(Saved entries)
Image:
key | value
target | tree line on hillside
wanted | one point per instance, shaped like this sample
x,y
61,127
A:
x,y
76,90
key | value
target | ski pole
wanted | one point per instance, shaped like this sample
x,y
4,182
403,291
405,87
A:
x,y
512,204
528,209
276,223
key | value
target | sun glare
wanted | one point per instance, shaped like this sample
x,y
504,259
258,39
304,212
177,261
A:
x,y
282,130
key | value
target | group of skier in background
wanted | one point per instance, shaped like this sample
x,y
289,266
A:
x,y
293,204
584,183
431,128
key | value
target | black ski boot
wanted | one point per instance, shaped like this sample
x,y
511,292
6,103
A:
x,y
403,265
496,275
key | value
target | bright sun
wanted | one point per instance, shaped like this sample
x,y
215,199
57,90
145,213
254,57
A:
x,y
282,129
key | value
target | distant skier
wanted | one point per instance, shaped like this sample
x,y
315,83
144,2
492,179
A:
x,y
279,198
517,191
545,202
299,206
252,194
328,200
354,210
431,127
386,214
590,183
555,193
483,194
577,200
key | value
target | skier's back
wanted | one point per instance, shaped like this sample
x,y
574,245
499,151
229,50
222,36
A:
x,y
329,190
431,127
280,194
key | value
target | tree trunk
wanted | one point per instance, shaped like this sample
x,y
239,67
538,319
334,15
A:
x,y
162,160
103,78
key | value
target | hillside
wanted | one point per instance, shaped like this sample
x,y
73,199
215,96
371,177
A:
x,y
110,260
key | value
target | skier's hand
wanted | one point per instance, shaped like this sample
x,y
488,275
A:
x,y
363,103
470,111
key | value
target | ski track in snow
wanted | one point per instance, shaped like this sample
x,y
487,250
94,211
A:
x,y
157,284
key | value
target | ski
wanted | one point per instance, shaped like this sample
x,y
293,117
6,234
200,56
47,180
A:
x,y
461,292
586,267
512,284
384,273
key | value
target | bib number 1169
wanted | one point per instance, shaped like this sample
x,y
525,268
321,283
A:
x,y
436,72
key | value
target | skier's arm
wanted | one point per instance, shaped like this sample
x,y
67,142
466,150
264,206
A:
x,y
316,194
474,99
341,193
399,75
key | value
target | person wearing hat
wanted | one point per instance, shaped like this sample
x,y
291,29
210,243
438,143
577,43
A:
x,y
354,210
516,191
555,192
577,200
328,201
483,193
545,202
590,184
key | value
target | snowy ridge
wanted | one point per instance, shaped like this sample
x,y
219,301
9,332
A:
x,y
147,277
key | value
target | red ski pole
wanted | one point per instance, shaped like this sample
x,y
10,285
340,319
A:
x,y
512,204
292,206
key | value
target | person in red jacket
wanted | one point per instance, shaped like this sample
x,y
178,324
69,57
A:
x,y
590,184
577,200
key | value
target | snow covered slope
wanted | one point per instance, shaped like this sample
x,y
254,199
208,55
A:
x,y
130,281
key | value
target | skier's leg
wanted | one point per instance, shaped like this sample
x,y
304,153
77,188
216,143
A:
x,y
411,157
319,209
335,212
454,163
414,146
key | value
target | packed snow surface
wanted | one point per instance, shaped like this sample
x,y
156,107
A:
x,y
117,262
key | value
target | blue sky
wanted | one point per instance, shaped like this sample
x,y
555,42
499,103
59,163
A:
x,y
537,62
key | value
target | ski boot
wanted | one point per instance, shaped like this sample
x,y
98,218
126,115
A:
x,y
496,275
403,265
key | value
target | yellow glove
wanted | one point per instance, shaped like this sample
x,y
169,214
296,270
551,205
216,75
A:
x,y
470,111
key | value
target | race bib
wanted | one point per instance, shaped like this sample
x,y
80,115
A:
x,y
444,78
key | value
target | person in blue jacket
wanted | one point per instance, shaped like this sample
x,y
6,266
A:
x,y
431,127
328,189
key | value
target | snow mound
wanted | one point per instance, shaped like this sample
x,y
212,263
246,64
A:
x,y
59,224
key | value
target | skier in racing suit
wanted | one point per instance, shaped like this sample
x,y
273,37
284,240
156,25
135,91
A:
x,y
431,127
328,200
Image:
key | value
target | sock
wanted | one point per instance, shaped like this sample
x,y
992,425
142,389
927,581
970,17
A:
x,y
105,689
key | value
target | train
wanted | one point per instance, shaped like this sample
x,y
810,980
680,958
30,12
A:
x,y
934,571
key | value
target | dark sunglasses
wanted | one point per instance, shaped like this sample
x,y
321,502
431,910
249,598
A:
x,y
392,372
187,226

Exercise>
Check every line above for the string "person" and copy those that have it.

Response to this exercise>
target | person wearing hat
target | person in red jacket
target | person in blue jacket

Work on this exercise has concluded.